■ Task item ■
Only an exact repetition of every entry counts as the answer.

[Opening Provided data section]

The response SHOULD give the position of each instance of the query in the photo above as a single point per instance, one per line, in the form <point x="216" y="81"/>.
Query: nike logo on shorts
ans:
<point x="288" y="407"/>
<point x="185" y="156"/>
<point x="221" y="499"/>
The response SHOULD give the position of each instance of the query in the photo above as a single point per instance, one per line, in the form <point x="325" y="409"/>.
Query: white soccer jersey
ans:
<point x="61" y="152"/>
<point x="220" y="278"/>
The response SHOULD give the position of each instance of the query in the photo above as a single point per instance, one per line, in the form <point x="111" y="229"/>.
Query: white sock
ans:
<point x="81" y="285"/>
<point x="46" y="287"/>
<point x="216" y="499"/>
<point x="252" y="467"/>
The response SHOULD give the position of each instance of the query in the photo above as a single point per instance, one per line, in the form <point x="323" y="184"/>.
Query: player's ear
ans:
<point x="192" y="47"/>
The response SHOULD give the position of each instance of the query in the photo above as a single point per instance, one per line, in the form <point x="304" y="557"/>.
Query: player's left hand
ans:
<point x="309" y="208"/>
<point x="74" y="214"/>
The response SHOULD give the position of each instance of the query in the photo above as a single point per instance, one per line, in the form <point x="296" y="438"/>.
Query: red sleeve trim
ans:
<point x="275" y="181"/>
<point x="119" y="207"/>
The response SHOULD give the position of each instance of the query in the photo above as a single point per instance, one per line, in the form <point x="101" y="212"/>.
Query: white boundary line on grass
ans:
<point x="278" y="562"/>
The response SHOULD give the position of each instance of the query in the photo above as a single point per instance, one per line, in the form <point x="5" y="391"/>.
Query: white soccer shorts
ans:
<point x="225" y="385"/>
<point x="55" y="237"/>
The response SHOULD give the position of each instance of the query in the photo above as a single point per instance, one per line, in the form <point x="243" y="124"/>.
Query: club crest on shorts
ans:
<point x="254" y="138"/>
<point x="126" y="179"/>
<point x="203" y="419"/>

[Closing Provided data section]

■ Expected answer ■
The response SHOULD give the position of each instance of the query in the photo above as a single point per instance, one per line, in the form <point x="216" y="81"/>.
Query: nike logo on shorts
ans:
<point x="288" y="407"/>
<point x="185" y="156"/>
<point x="221" y="499"/>
The response SHOULD give the position of each instance of the query in the photo above as a single point per instance, one per line, in the form <point x="325" y="409"/>.
Query: white soccer jersey
ans:
<point x="61" y="152"/>
<point x="220" y="278"/>
The response SHOULD give the position of each instance of the query in the photo above as a single point per instance, one per line, in the form <point x="111" y="229"/>.
Query: white sock
ans:
<point x="81" y="285"/>
<point x="46" y="287"/>
<point x="216" y="499"/>
<point x="252" y="467"/>
The response SHOULD give the position of each instance of the query in the photo above as a single point per instance, one per line, in the form <point x="323" y="184"/>.
Query: player's ear
ans:
<point x="192" y="47"/>
The response SHOULD give the position of each instance of the query in the photo above as a single point per instance, one per line, in the form <point x="304" y="557"/>.
Query: player's left hand
ans:
<point x="309" y="208"/>
<point x="74" y="214"/>
The response SHOULD give the position of each instance of the query in the photo above as a single point per instance, one per line, in the form <point x="296" y="438"/>.
Query: red sleeve trim
ans:
<point x="275" y="181"/>
<point x="119" y="207"/>
The response SHOULD give the position of each instance of the query in the photo above as a single point per instance, one per line, in the form <point x="101" y="212"/>.
Query: white boundary line on grass
ans:
<point x="278" y="562"/>
The response SHOULD give the position of each instance of the query in the photo above as a single point per instance, one per line, in the form <point x="5" y="391"/>.
Query: white soccer shorts
ans:
<point x="225" y="385"/>
<point x="55" y="237"/>
The response SHOULD give the position of each instance of the query in the photo above as a single point per instance, one per line, in the form <point x="243" y="124"/>.
Query: club crest on shorts
ans:
<point x="254" y="138"/>
<point x="126" y="179"/>
<point x="203" y="419"/>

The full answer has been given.